= GIVEN INSTRUCTION =
Pick up the notebook on training pytorch neural networks to emulate velocity fields, and carry it on from its final line.

Preparing sample ../data/samples/velocity_calibration_samples_100.csv and response log_speeds.csv


The velocity fields have some bad simulations in them, so we filter out circumstances in which the model never ran past 12 years, and in which the max velocity was greater than 100km/a.

In [None]:
print(samples.shape)
print(response.shape)

F = response.values
X = samples.values

In [None]:
response

We will use pytorch to construct and train the neural networks.  To this end, we will move the physical model's parameters and (log-)speed fields to pytorch, and use the GPU if it's available.

In [None]:
import torch
device = torch.device('cuda' if torch.cuda.is_available() else "cpu")

m = X.shape[0]

X = torch.from_numpy(X)
F = torch.from_numpy(F)
F[F<0] = 0

X = X.to(torch.float32)
F = F.to(torch.float32)

X = X.to(device)
F = F.to(device)

X_m = X.mean(axis=0)
X_s = X.std(axis=0)

#F_m = F.mean(axis=0)
#F_s = F.std(axis=0)

X = (X-X_m)/X_s
#F = (F-F_m)/(F_s + 1e-5)

#X_hat = torch.log10(X)

In [None]:
print(F.shape)

Part of our objective function is to weight by element area.  We will grab those values from a .vtu of an observed velocity field.

In [None]:
import pickle
import numpy as np
#u_obs = utilities.VData('./data/u_observed.vtu')
#point_area = torch.tensor(u_obs.get_point_area(),dtype=torch.float,device=device)
normed_area = torch.tensor(np.ones(F.shape[1]),device=device)
normed_area/=normed_area.sum()
print(normed_area)

= DATA PROVIDED =

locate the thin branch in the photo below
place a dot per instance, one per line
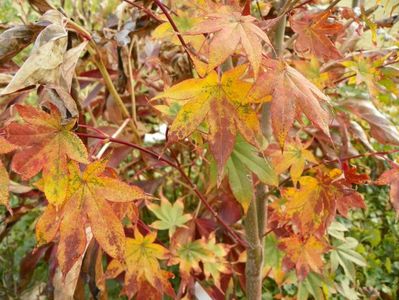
(145, 10)
(159, 157)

= TASK ANSWER =
Next we need to define a few functions and classes.  First, we will create a function that extracts eigenglaciers and constructs the matrix $\hat{V}$, corresponding to the Dimensionality Reduction section.

In [None]:
def get_eigenglaciers(omegas,F,cutoff=0.999):
    F_mean = (F*omegas).sum(axis=0)
    F_bar = F - F_mean # Eq. 28
    Z = torch.diag(torch.sqrt(omegas.squeeze()*m))
    U,S,V = torch.svd_lowrank(Z@F_bar,q=100)
    lamda = S**2/(m) 
    #print(S.shape)

    #lamda, V = torch.eig(S,eigenvectors=True) # Eq. 26
    #lamda = lamda[:,0].squeeze()
    
    cutoff_index = torch.sum(torch.cumsum(lamda/lamda.sum(),0)<cutoff)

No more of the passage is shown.